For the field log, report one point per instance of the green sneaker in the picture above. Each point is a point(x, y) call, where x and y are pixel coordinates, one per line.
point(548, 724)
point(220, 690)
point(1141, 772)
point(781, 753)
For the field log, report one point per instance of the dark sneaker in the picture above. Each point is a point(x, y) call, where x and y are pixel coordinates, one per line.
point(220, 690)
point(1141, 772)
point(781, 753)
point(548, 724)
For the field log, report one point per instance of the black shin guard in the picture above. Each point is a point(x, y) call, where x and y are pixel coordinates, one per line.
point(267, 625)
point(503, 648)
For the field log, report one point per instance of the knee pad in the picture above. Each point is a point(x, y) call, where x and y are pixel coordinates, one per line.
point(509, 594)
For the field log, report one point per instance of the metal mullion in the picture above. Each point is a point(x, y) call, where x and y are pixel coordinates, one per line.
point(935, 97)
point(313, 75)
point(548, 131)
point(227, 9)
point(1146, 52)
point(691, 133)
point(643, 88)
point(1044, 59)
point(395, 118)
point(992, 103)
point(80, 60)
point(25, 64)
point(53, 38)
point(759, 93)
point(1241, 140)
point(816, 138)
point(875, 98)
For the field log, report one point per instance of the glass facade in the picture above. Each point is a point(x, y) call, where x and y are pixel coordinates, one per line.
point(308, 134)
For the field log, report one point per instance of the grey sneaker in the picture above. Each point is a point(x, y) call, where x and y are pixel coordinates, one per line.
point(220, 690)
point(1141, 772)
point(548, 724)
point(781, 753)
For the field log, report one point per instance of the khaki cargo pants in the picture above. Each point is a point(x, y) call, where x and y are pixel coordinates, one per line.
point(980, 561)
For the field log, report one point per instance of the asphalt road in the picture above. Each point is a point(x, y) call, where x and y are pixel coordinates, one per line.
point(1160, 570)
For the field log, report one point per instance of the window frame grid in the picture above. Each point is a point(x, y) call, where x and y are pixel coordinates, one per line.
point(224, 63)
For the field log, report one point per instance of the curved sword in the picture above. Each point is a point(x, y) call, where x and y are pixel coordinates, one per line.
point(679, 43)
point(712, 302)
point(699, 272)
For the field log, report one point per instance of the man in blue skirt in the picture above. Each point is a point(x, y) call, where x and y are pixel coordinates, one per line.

____

■ What you have to do
Every line from the one that contains "of the curved" down to and including the last line of the records above must be set down exactly, with nothing else.

■ Exercise solution
For the field log, report one point per instance of the curved sword in the picture above. Each point is a point(x, y) call, where x and y are pixel coordinates, one per line.
point(679, 43)
point(712, 302)
point(699, 272)
For the field log, report one point per instance of the man in blue skirt in the picture above. Each point is a point(x, y) call, where x and y are pixel coordinates, one per line.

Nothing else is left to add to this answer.